New York City employees marched on City Hall on Monday in protest of a coming vaccine mandate, shutting down the Brooklyn Bridge as they waved American flags and vowed to leave their jobs rather than comply with the new requirement.

The crowd, which numbered in the thousands, included a large presence of police and firefighters, proudly displaying their stationhouses and precincts. A handful of on-duty paramedics also stopped to join the protest mid-shift.

“I’m here to cheer on my brothers and sisters against a forced mandate,” Nial O'Shaughnessy, a paramedic who covers Lower Manhattan, told WNYC/Gothamist.

Billed as a “March for Choice,” the event comes four days before all municipal employees will be required to take a vaccine, as part of a sweeping mandate announced last week by Mayor Bill de Blasio.

Those who don’t comply will be placed on unpaid leave starting November 1st until they get the shot. Employees who do get their first shot at a city-run site will receive $500.

A man in an NYPD shirt carrying a Gadsden flag

In addition to municipal workers, the demonstration drew a wide range of anti-mandate activists, including mayoral candidate Curtis Sliwa and several right-wing personalities. Many participants seemed eager to commiserate over the personal and professional sacrifices they had endured for refusing to get the shot.

“I can't eat inside a restaurant. I can’t go into a museum. I was fired from my job. That is persecution,” said Daniel Atha, a former conservation program manager at the New York Botanical Garden. He said he left his job after 27 years when the company implemented a vaccine mandate for all employees last month.

“They’re taking away my human rights and treating me as a second class citizen all based on my medical status. That is wrong, that is tryanny, and that's exactly how the Holocaust started.”

Multiple independent fact-checkers show that there is no logical connection between the COVID-19 vaccines, the Holocaust and the Nuremberg Code.

“It shouldn’t need to be said, but there’s simply no comparison between mask mandates or vaccine requirements in the U.S. and what happened during the Holocaust," Anti-Defamation League CEO Jonathan A. Greenblatt said in a statement to Axios in August.

Atha was one of several attendees seen with a gold Star of David pinned to his lapel, evoking a connection between the vaccine requirement and the Nazi’s genocide of Jewish people.

Mayor Bill de Blasio on Monday blamed misinformation for the high turnout anti-mandate event. He noted that 85% of adults in New York City have received the shot, including thousands of health care workers and school employees who waited until the final days before their mandate took effect.

At the same time, Sanitation Commissioner Edward Grayson warned last week that the city could see some delays in service depending on the availability of the workforce. As of now, approximately 3,800 sanitation workers, or roughly 37%, had not received a shot.

“Monday I'm going to show up to work, and they're going to have to send me home, and that's it,” said Jonathan Vasquez, a 40-year-old sanitation worker. “We went from essential to expendable.”
*-*-*
_WORK INSTRUCTION A_:
Answer these questions using the article on the vaccine mandate protest:
(i) On what date will employees who don't comply be placed on unpaid leave?
(ii) What share of adults in New York City have received the shot, according to Mayor de Blasio?
(iii) About how many sanitation workers had not received a shot?
_WORK INSTRUCTION B_: Please extract the passage of the article on the vaccine mandate protest starting with "Those who don’t" and going on through "to get the shot.".
*-*-*
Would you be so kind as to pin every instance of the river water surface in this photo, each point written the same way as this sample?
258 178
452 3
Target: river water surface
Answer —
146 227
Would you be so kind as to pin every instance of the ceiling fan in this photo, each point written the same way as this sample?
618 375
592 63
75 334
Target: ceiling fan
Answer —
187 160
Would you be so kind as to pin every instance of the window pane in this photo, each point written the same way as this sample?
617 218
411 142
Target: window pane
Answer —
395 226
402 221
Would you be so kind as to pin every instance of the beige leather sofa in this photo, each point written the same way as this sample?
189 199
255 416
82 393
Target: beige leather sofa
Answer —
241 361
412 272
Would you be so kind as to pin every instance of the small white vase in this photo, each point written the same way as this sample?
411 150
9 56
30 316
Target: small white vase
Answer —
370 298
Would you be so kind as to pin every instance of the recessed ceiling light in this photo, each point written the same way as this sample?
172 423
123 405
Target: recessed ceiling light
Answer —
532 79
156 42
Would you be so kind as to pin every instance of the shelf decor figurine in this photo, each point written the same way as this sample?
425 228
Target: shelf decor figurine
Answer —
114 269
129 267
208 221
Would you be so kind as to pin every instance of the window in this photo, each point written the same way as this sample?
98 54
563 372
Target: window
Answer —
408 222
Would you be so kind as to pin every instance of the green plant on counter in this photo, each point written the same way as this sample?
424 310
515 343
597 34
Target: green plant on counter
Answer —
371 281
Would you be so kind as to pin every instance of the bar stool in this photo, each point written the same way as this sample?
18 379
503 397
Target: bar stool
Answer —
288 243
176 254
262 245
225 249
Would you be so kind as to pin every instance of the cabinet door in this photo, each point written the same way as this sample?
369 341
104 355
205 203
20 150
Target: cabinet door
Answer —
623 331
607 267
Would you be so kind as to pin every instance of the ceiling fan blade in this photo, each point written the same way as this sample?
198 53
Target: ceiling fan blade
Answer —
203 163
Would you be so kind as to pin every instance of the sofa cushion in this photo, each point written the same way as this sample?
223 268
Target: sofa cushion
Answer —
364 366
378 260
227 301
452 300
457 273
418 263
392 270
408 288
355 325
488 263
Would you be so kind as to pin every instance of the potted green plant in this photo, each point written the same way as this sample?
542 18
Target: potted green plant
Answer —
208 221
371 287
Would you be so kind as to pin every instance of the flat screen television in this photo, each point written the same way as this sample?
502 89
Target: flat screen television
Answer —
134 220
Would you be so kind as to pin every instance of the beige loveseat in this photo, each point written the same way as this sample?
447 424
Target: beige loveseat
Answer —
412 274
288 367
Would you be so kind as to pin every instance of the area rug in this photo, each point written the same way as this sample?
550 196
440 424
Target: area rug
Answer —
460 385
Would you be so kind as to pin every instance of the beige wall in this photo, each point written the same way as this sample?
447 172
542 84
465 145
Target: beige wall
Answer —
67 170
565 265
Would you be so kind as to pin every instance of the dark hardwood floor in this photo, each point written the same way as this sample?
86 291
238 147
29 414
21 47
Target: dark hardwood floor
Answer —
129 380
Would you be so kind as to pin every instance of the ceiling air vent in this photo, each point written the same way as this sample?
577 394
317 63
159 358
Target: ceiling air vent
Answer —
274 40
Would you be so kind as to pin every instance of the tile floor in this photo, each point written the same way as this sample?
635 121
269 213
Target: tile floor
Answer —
*-*-*
_YOUR RESPONSE A_:
(i) November 1st
(ii) 85%
(iii) Approximately 3,800, or roughly 37%

_YOUR RESPONSE B_:
Those who don’t comply will be placed on unpaid leave starting November 1st until they get the shot. Employees who do get their first shot at a city-run site will receive $500.

A man in an NYPD shirt carrying a Gadsden flag

In addition to municipal workers, the demonstration drew a wide range of anti-mandate activists, including mayoral candidate Curtis Sliwa and several right-wing personalities. Many participants seemed eager to commiserate over the personal and professional sacrifices they had endured for refusing to get the shot.